Copy all lines below exactly as written. Leave pictures out.

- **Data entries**
--------------------------------

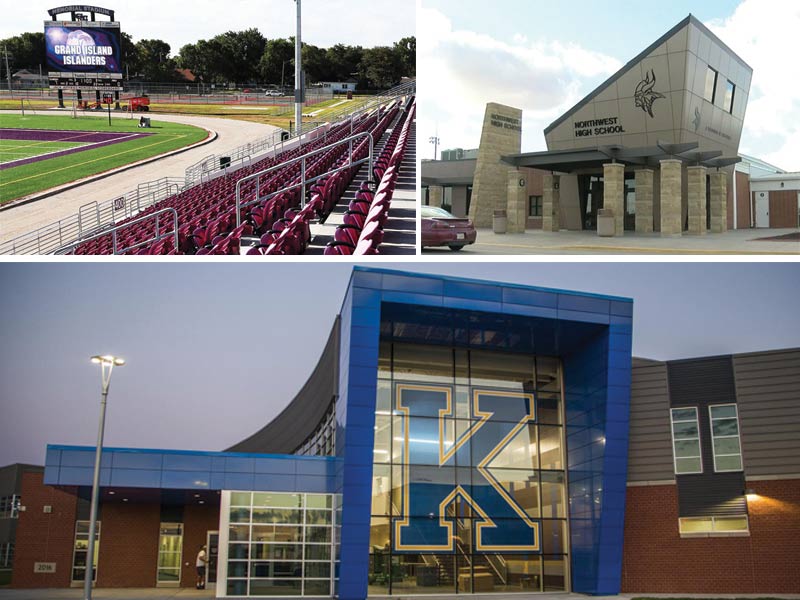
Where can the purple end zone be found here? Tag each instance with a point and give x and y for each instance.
(92, 139)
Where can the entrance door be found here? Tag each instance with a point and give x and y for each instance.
(762, 209)
(212, 543)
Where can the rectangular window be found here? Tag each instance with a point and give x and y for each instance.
(534, 206)
(79, 561)
(686, 441)
(170, 546)
(725, 438)
(711, 85)
(713, 526)
(278, 544)
(730, 93)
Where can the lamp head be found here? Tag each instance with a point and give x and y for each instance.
(108, 360)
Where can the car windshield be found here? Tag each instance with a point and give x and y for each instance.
(435, 211)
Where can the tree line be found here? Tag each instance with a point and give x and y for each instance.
(244, 58)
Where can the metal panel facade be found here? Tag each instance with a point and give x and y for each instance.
(592, 335)
(701, 383)
(650, 449)
(768, 387)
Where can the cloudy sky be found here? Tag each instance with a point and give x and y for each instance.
(543, 57)
(217, 350)
(325, 22)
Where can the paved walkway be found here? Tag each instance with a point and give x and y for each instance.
(168, 594)
(739, 241)
(230, 134)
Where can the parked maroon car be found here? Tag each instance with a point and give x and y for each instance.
(440, 228)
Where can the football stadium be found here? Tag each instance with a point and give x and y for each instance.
(652, 152)
(456, 436)
(314, 172)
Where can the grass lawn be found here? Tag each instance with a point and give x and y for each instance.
(20, 181)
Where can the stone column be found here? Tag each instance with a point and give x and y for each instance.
(517, 201)
(644, 200)
(614, 194)
(696, 177)
(501, 135)
(671, 198)
(435, 194)
(719, 202)
(551, 215)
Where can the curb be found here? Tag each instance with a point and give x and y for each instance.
(212, 135)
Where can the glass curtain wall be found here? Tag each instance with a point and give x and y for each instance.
(279, 544)
(170, 545)
(469, 490)
(81, 551)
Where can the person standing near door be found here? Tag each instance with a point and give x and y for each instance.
(202, 559)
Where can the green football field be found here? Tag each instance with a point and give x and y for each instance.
(19, 181)
(11, 150)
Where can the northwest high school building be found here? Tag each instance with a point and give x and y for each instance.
(655, 148)
(457, 437)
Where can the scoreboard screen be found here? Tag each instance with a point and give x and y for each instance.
(82, 54)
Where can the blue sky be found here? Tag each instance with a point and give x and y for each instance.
(544, 57)
(581, 21)
(217, 350)
(357, 22)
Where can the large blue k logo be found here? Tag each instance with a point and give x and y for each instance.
(431, 448)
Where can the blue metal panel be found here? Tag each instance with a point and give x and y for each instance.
(147, 478)
(530, 297)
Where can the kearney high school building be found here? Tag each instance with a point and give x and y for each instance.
(457, 437)
(654, 148)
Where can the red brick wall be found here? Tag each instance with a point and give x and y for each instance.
(656, 559)
(44, 537)
(128, 545)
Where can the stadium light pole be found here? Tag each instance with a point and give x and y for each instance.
(107, 364)
(298, 70)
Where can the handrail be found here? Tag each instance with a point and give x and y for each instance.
(70, 249)
(91, 218)
(303, 182)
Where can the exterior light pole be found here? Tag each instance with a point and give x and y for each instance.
(298, 75)
(107, 364)
(435, 141)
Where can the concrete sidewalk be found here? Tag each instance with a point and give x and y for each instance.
(739, 241)
(168, 594)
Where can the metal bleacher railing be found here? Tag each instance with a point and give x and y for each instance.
(95, 218)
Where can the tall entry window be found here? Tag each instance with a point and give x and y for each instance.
(725, 438)
(730, 94)
(686, 441)
(469, 483)
(277, 544)
(81, 550)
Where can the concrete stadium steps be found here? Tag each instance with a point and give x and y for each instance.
(400, 230)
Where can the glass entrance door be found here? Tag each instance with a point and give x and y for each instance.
(591, 199)
(212, 543)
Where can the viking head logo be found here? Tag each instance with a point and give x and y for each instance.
(644, 95)
(696, 120)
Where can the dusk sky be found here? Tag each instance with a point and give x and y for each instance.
(355, 22)
(216, 350)
(543, 57)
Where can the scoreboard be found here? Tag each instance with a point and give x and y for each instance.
(83, 55)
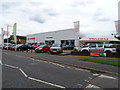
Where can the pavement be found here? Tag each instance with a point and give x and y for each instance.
(73, 61)
(22, 71)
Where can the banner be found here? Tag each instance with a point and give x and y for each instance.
(76, 26)
(117, 25)
(14, 33)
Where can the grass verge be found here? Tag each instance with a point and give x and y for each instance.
(113, 63)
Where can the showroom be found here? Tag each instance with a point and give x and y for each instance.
(100, 39)
(67, 37)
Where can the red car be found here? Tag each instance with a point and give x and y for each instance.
(42, 48)
(36, 46)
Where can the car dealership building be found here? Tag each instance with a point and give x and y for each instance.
(67, 36)
(99, 39)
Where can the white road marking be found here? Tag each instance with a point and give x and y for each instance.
(45, 82)
(92, 86)
(55, 64)
(81, 69)
(58, 64)
(95, 74)
(89, 78)
(105, 76)
(10, 66)
(23, 72)
(86, 80)
(33, 78)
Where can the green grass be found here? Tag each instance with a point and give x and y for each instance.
(114, 63)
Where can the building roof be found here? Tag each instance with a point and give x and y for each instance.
(99, 37)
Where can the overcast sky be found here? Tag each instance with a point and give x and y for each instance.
(95, 16)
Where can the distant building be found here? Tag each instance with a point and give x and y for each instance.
(20, 39)
(99, 38)
(66, 36)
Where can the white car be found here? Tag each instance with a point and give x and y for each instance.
(56, 48)
(107, 48)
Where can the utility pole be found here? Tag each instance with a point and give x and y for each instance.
(7, 35)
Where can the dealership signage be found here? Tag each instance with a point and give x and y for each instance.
(31, 38)
(98, 38)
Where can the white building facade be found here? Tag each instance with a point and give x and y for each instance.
(99, 38)
(67, 36)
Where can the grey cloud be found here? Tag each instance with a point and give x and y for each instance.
(38, 19)
(81, 3)
(100, 16)
(50, 11)
(9, 5)
(104, 19)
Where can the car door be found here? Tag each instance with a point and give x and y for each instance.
(92, 48)
(100, 48)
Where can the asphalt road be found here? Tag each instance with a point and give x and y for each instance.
(22, 72)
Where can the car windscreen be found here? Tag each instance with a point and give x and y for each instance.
(55, 45)
(41, 46)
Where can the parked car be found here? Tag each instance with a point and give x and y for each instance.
(68, 47)
(56, 48)
(107, 48)
(16, 47)
(42, 48)
(10, 46)
(118, 48)
(78, 49)
(36, 46)
(22, 47)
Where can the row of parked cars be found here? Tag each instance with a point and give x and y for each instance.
(107, 48)
(55, 48)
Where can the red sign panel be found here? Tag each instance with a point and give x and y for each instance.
(98, 38)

--------------------------------

- **Full output**
Where can the purple end zone be found here? Tag each instance with a point and give x and y for each instance.
(92, 139)
Where can the entrance door be found here? Tag each instance with a point and give x and y for each instance.
(762, 209)
(212, 543)
Where can the rectangular window be found here? Tag each instance with a point and give x and y for each instance.
(534, 206)
(79, 561)
(686, 441)
(170, 546)
(725, 438)
(711, 85)
(713, 526)
(278, 544)
(730, 93)
Where can the lamp head be found here? Tag each instance with a point and give x and y for each instance.
(108, 360)
Where can the car windshield be found here? Tag each instance with a point and give x and y for each instance.
(435, 211)
Where can the tree line be found here? Tag each instance with a point and give x and y for each instance.
(244, 58)
Where can the metal panel facade be found here? Tag each instance with a point and give x and y for each instance.
(592, 335)
(701, 383)
(650, 449)
(768, 387)
Where can the cloudy sky be found here? Tag each instance with a point and give x and y for each instance.
(543, 57)
(217, 350)
(325, 22)
Where can the paved walkway be found here? Tag each instance with a point and give x and y for each instance.
(168, 594)
(739, 241)
(230, 134)
Where can the parked maroon car be found here? Tag each instance with a point and give x and y for each instance.
(440, 228)
Where can the football stadium be found here? Tag each instance with a point and give x and y for each instance.
(652, 152)
(456, 436)
(314, 172)
Where can the grass lawn be found here? Tag each instance with a point and give x and y for each instance.
(20, 181)
Where can the stone column be found here? Tag each instance with a point and give x and y for each instance.
(517, 201)
(644, 200)
(614, 194)
(696, 177)
(501, 135)
(671, 198)
(435, 194)
(719, 202)
(551, 215)
Where can the curb be found here? Tag each instance with a point and give x and y for each instance.
(212, 135)
Where can the glass curtain wall be found here? Tag each instance with a point and give x and y for each instance.
(279, 544)
(170, 545)
(469, 490)
(81, 551)
Where can the person standing near door be found here? Tag each instance with a point and give x and y for each instance.
(202, 559)
Where can the green football field be found here? Tag each instance with a point and give x and y for each instance.
(19, 181)
(11, 150)
Where can the northwest high school building be found here? Tag each instance with a point and give x and y for each instance.
(655, 148)
(457, 437)
Where can the scoreboard screen be found here? Tag each instance with a point and give x and y for each instance.
(82, 54)
Where can the blue sky be found here? Tag each instance with a point and give x and y for each instance.
(544, 57)
(581, 21)
(217, 350)
(357, 22)
Where can the large blue k logo be found here? Tag each instance with a point and give x and y for each instance.
(431, 448)
Where can the blue metal panel be found here? Tag each instance with a point and give x and y for each instance.
(147, 478)
(530, 297)
Where can the kearney high school building be found here? Tag each instance with a point and give x and y for each instance.
(457, 437)
(654, 148)
Where can the red brick wall be found here? Tag each instance with a point and give x and y for each instance.
(656, 559)
(44, 537)
(128, 545)
Where can the stadium light pole be found here? Tag each instance with a point and give x and y for each instance.
(107, 364)
(298, 70)
Where can the handrail be found here? Tag each instance with a point and give x and y for each instance.
(70, 249)
(91, 218)
(303, 182)
Where can the exterior light pole be found here? Tag each instance with a point and give x and y for each instance.
(298, 75)
(107, 364)
(435, 141)
Where can the concrete sidewalk be found here? Tag each instance with a point and give x and y for each instance.
(739, 241)
(168, 594)
Where can the metal bleacher railing be found here? Tag each instance with a point and give x and y for each instance.
(95, 218)
Where can the tall entry window be found here? Tag each instance with a point and give x and y for each instance.
(725, 438)
(730, 94)
(686, 441)
(469, 483)
(277, 544)
(81, 550)
Where can the concrete stadium steps be found here? Tag each instance with a point and give x and y for each instance.
(400, 230)
Where can the glass entrance door be found here? Tag each instance with a point and give x and y for each instance.
(591, 199)
(212, 543)
Where can the viking head logo be found here? Tag each instance with a point and give x and y for each instance.
(644, 95)
(696, 120)
Where can the dusk sky be found here? Tag each instance with a point and give x and y for each instance.
(355, 22)
(216, 350)
(543, 57)
Where can the scoreboard be found here? Tag each instance with a point and give x and y for each instance.
(83, 55)
Where can the pavement be found here? Tag each instance with a point and give x and y for each instance.
(73, 61)
(22, 71)
Where can the banner be found here? Tag each instance with a point and give x and y for each instance.
(76, 26)
(117, 25)
(14, 33)
Where can the grass verge be found here? Tag each instance with a point and give x and y for each instance.
(113, 63)
Where can the showroom be found here? Tag each instance with a point and give x and y for each instance.
(100, 39)
(67, 37)
Where can the red car be found here? Tag each instance with a point and give x and y for each instance.
(42, 48)
(36, 46)
Where can the car dealership building be found here? Tag each instance with a point and give x and y for each instance.
(67, 36)
(99, 39)
Where can the white road marking be found here? Tag each instance with a point and give x and y for each instance.
(45, 82)
(92, 86)
(55, 64)
(81, 69)
(58, 64)
(95, 74)
(89, 78)
(105, 76)
(10, 66)
(23, 72)
(86, 80)
(33, 78)
Where can the green grass be found here? Tag each instance with a point and give x and y for each instance.
(114, 63)
Where can the building roof be found here? Tag each instance with a point and give x and y for each instance.
(99, 37)
Where can the overcast sky be found here? Tag each instance with a point and give x and y for each instance.
(95, 16)
Where can the distant building be found here? Tag each instance with a point and give x and y for each instance.
(20, 39)
(99, 38)
(66, 36)
Where can the white car be found here? Tag each instance with a point and give x and y for each instance.
(56, 48)
(107, 48)
Where can the utility pole be found here? Tag each instance with a point and give x and y for each instance.
(7, 35)
Where can the dealership signage be found here? Tag each instance with a point and give x and y for each instance.
(31, 38)
(98, 38)
Where can the white building facade be found here? Tag each instance with a point and give x and y for each instance.
(99, 38)
(67, 36)
Where can the grey cloud be found here? Tag each instance with a point and give x and y for each instance.
(38, 19)
(81, 3)
(100, 16)
(50, 11)
(9, 5)
(104, 19)
Where can the car door be found here? Tag each instance with a point and give x and y for each instance.
(92, 48)
(100, 48)
Where can the asphalt road be found here? Tag each instance with a point and give x and y for each instance.
(22, 72)
Where can the car windscreen be found here? Tag each instance with a point and give x and y for each instance.
(55, 45)
(41, 46)
Where can the parked car be found here? Tag each instance with a point and give x and y for each instance.
(68, 47)
(56, 48)
(107, 48)
(16, 47)
(42, 48)
(10, 46)
(118, 48)
(78, 49)
(36, 46)
(22, 47)
Where can the row of parked cars be found here? Tag each instance with a point and give x and y for each instance.
(107, 48)
(55, 48)
Where can the red sign panel be found here? Tag each instance with a point and give x and y for each instance.
(98, 38)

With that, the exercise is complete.